(OBJETIVO): Transcreva do texto sobre a pessoa humana o trecho que vai de "O coração representa" até "elas fronteira demarcável.".
___ BLOCO DE TEXTO ___
Paul Evdokimov - Prosopon - Persona - Pessoa

A pessoa humana

O coração representa a indizível profundeza do homo absconditus e é neste nível que se situa o centro da irradiação pessoal: a pessoa. Esta profundeza explica o motivo pelo qual o mais forte personalismo filosófico jamais encontra definição satisfatória da pessoa. Renouvier dizia: "fazer e, fazendo-se, fazer-se", mas é Gabriel Mareei que se coloca na verdadeira perspectiva: existir, para a pessoa, é fazer-se, transpondo-se: "sua divisa não é sum, mas sursum". A metafísica aproxima-se da mística e o próprio Gabriel duvida que exista entre elas fronteira demarcável.
___ LISTAGEM FORNECIDA ___
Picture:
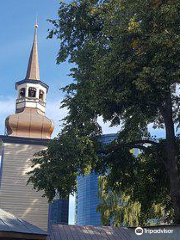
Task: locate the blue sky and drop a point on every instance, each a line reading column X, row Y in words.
column 17, row 19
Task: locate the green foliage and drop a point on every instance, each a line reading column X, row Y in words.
column 117, row 209
column 127, row 68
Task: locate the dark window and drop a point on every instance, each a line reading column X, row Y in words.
column 32, row 92
column 22, row 93
column 41, row 95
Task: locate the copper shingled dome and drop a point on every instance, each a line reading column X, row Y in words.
column 30, row 123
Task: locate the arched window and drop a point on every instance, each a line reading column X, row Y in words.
column 32, row 92
column 41, row 95
column 22, row 92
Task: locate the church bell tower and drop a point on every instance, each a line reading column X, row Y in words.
column 27, row 132
column 30, row 120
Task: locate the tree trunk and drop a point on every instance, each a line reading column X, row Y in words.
column 172, row 160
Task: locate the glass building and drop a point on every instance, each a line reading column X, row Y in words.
column 86, row 197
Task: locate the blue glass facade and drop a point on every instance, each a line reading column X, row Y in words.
column 86, row 198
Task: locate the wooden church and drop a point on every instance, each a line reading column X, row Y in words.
column 27, row 132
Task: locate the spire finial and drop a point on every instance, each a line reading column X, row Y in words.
column 33, row 65
column 36, row 24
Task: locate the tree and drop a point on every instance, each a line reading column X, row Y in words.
column 127, row 71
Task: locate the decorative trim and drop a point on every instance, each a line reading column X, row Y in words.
column 32, row 81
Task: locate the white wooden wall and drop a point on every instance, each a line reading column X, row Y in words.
column 16, row 196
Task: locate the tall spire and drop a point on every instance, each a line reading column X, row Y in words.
column 33, row 65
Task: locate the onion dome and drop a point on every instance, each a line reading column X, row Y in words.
column 30, row 121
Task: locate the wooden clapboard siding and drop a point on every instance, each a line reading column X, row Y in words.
column 16, row 196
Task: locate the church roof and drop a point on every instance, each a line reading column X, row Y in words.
column 9, row 223
column 33, row 65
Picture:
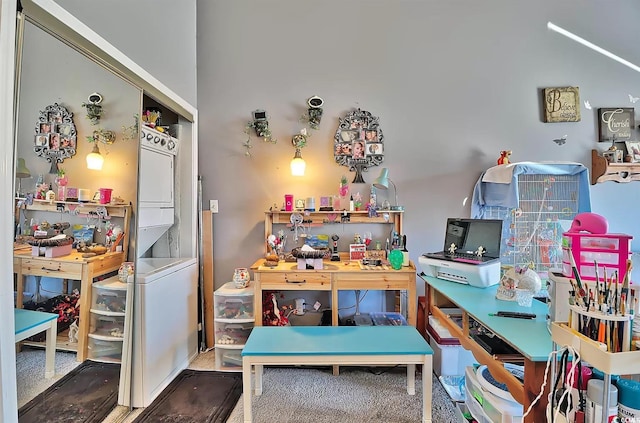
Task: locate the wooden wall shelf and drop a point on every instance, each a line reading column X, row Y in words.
column 602, row 170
___
(RESPOSTA ESCRITA):
O coração representa a indizível profundeza do homo absconditus e é neste nível que se situa o centro da irradiação pessoal: a pessoa. Esta profundeza explica o motivo pelo qual o mais forte personalismo filosófico jamais encontra definição satisfatória da pessoa. Renouvier dizia: "fazer e, fazendo-se, fazer-se", mas é Gabriel Mareei que se coloca na verdadeira perspectiva: existir, para a pessoa, é fazer-se, transpondo-se: "sua divisa não é sum, mas sursum". A metafísica aproxima-se da mística e o próprio Gabriel duvida que exista entre elas fronteira demarcável.